* [WORK TO BE COMPLETED]:
Only the lines from the one containing "of the large" to the end of the material belong in your answer. Please copy them word for word.

- Opening Delimiter -

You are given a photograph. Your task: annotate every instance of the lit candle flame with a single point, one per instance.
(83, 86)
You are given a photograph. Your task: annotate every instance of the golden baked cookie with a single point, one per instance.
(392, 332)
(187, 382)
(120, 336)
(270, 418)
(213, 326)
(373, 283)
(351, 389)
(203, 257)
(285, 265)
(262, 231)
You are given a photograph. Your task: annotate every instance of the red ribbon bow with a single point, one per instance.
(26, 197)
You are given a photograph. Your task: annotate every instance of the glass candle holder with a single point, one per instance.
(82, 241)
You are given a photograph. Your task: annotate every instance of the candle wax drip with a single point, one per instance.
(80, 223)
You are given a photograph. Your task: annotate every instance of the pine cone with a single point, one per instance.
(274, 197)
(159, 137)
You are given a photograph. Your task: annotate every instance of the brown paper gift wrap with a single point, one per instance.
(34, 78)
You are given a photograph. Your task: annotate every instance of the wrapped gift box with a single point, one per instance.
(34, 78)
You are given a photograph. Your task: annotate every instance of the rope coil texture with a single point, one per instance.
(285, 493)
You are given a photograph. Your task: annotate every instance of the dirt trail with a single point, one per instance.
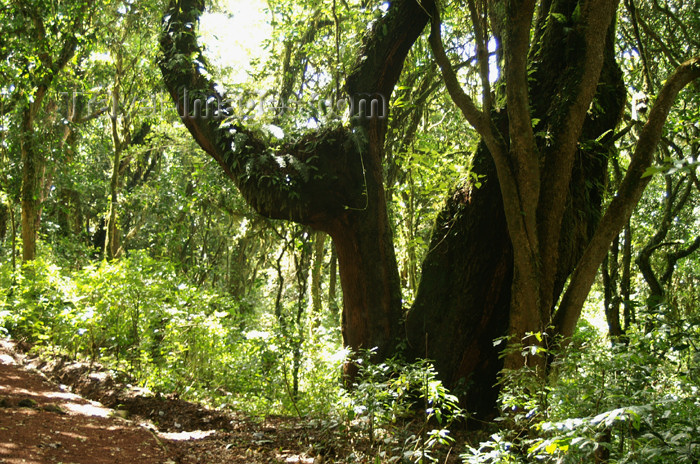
(42, 422)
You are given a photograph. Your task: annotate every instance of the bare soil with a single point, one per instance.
(43, 421)
(67, 412)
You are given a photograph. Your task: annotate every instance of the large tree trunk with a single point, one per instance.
(330, 179)
(465, 299)
(464, 293)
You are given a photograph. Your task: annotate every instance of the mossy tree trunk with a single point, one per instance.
(331, 180)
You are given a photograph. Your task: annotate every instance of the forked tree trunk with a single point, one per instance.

- Closing Delimiter -

* [ANSWER BOX]:
You are given a photograph. Your task: annotate every instance of the large tree trunk with a single point, one per instance.
(330, 179)
(465, 299)
(464, 293)
You are given a photograph. Your task: annotate every instance of the mossy tree trunk with a single point, one per instance.
(331, 180)
You are given a photograph. Your task: annotate every instance of the forked tree trunk with a single point, one per instance.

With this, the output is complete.